## Your objective
The lines you return must be all those in the data that hold the string "trailer".

## Dataset
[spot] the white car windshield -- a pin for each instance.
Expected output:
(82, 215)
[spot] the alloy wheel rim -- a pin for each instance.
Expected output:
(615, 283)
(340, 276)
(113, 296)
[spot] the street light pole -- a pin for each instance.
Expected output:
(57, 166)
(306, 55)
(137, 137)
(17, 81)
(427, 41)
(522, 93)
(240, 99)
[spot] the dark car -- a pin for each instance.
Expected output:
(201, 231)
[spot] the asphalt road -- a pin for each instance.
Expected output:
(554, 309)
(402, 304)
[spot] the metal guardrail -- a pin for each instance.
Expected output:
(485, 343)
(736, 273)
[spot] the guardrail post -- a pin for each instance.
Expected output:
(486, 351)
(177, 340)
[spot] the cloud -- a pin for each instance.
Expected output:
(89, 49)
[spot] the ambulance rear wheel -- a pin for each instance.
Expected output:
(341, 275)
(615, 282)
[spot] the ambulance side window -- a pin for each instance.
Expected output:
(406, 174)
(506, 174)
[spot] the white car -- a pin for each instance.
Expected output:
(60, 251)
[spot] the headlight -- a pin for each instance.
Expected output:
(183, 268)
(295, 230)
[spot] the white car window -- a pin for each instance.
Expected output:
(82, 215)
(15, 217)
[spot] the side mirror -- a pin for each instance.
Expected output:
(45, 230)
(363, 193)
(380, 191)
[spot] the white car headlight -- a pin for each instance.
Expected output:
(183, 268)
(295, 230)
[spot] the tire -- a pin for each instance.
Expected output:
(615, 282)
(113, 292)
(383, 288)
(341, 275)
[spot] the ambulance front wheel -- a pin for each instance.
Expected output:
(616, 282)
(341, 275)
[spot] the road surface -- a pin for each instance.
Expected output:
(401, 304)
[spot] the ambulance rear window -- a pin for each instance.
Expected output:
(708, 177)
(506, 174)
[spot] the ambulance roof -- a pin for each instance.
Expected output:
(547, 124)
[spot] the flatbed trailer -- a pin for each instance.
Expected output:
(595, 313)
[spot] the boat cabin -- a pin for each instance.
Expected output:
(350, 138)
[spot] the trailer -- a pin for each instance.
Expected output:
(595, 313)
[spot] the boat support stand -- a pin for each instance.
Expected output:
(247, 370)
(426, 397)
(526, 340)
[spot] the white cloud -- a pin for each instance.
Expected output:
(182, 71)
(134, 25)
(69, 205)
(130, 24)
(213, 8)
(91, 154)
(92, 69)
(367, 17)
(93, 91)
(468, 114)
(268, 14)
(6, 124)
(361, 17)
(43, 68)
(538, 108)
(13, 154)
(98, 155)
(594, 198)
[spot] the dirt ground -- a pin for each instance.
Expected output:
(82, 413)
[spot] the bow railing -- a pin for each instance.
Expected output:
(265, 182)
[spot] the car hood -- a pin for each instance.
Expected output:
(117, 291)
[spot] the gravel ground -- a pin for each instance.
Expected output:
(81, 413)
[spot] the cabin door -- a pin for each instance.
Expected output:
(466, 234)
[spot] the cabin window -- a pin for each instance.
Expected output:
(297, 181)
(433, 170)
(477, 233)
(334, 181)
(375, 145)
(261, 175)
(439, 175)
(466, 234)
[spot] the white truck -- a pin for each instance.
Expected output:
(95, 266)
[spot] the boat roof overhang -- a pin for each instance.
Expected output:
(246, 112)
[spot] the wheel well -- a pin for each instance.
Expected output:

## The completed task
[spot] the flatbed trailer -- a pin for each instance.
[spot] the trailer -- a pin for each instance.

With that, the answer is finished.